___ Document ___

(4 years ago)
General CommitteesI beg to move,
That the Committee has considered the draft Social Security Co-ordination (Revocation of Retained Direct EU Legislation and Related Amendments) (EU Exit) Regulations 2020.
It is a pleasure to see you in the Chair again, Mr Gray, and to serve under Wiltshire’s finest. The draft regulations, which concern policy areas within my Department and Her Majesty’s Treasury, and which apply UK-wide, were laid before both Houses on 16 November. They are required to clear the way for the legislation that will implement our new system of social security co-ordination with the EU, European economic area states and Switzerland.
The current EU SSC—social security co-ordination—regulations operate to facilitate the EU’s free movement rules. They ensure that individuals pay social security contributions in only one member state at a time, set out which member state is responsible for the payment of social security benefits, require the export of some benefits to claimants resident in the EU, and provide for the aggregation of social security contributions when claiming certain benefits and the state pension. The rules require equal treatment for citizens across the EU, overriding any domestic legislation, and have continued to apply to the UK throughout the transition period. As hon. Members will be aware, the Immigration and Social Security Co-ordination (EU Withdrawal) Act 2020 came into force on 11 November, and section 6 of the Act provides a power to modify the SSC regulations, which have been retained in UK law.
Before I go into the draft regulations in detail, I will provide some further detail on the context in which they are being made. The system of social security co-ordination across the EU relies on reciprocal arrangements. None the less, the unilateral provisions retained and fixed under the European Union (Withdrawal) Act 2018 in that area would have provided a measure of short-term protection for citizens, to the extent possible, in the event that there were no withdrawal agreement in place. Now that the UK has left the EU with a withdrawal agreement, those retained provisions are not necessary. Citizens who are covered by the withdrawal agreement and related agreements with the EEA and Switzerland will be unaffected by the regulations for as long as they remain covered by those agreements. Arrangements in this area for UK and Irish nationals who move between the UK and Ireland will also continue unchanged, under a recent reciprocal agreement with Ireland.
The Government are negotiating future arrangements with the EU, similar in kind to the UK’s social security relationships with nations outside the EU. Such agreements are not, of course, as extensive in coverage as is required under the EU SSC regulations, which operate to facilitate free movement, as I have set out. That means that there will be changes in social security co-ordination policy with the EU from the end of the transition period, regardless of the outcome of the negotiations. The Government have been clear about that, including during the passage of the ISSC Act and in public communications.

___ Provided data ___

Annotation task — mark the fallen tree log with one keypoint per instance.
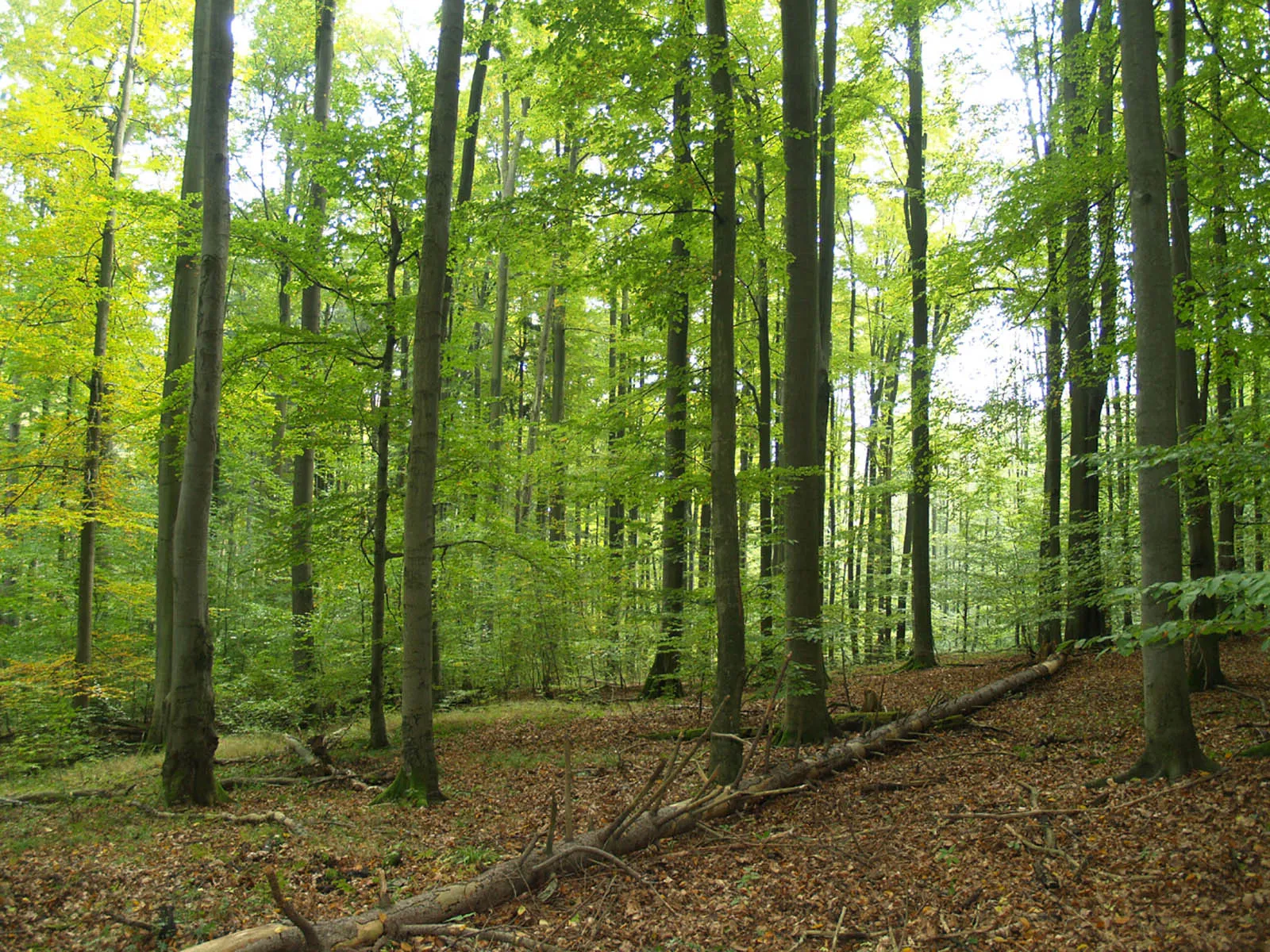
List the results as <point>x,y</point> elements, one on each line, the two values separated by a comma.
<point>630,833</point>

___

# What is needed
Update the debate text starting with "General CommitteesI beg" and going on through "states and Switzerland.", substituting "privilege" for "pleasure". The listing has no connection to the debate text.

# Solved problem
General CommitteesI beg to move,
That the Committee has considered the draft Social Security Co-ordination (Revocation of Retained Direct EU Legislation and Related Amendments) (EU Exit) Regulations 2020.
It is a privilege to see you in the Chair again, Mr Gray, and to serve under Wiltshire’s finest. The draft regulations, which concern policy areas within my Department and Her Majesty’s Treasury, and which apply UK-wide, were laid before both Houses on 16 November. They are required to clear the way for the legislation that will implement our new system of social security co-ordination with the EU, European economic area states and Switzerland.